__Problem requirements__
Exactly as they appear below, repeat the lines from the one with "Task: If you could identify the tree" through the one with "point(17, 215)", and no others.

__Provided information__
▬▬▬

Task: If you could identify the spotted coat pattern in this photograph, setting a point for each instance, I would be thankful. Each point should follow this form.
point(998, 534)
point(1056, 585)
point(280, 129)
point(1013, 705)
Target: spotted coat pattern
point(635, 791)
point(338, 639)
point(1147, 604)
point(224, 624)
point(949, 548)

▬▬▬

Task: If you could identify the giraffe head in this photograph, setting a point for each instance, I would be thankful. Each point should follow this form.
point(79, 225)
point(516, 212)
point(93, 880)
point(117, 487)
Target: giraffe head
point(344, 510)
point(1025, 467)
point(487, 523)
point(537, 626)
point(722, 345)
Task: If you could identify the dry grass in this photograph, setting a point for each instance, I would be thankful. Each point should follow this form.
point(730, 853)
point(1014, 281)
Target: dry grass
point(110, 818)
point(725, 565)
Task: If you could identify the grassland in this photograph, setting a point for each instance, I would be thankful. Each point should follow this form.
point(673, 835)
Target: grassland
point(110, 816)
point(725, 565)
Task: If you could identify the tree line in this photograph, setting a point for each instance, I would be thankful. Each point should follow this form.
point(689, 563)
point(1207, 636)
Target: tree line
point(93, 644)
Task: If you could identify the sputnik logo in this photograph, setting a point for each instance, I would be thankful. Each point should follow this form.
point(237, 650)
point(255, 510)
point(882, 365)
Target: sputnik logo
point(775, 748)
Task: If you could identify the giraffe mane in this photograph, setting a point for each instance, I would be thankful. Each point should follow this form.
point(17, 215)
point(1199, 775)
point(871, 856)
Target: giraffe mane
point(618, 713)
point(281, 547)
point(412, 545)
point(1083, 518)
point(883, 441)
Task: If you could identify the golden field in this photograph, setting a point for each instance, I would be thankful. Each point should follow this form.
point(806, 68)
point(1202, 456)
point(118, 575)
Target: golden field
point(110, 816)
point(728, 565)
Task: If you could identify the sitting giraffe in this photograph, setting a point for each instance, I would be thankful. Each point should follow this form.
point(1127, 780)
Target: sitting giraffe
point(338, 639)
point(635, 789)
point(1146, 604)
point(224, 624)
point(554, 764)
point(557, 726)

▬▬▬

__Output for this exercise__
Task: If you could identify the tree line in this photograph, setting a point for each instance, I would be thankful. Each point should follow this form.
point(689, 563)
point(1207, 636)
Target: tree line
point(93, 644)
Task: If you could identify the sputnik logo in this photograph, setting a point for each instance, I would be thankful. Each point should follow this form.
point(237, 650)
point(255, 510)
point(882, 365)
Target: sputnik logo
point(775, 748)
Task: If you could identify the giraffe mane in this photograph, setting a point for each instance, I would be thankful. Each point should follow this form.
point(17, 215)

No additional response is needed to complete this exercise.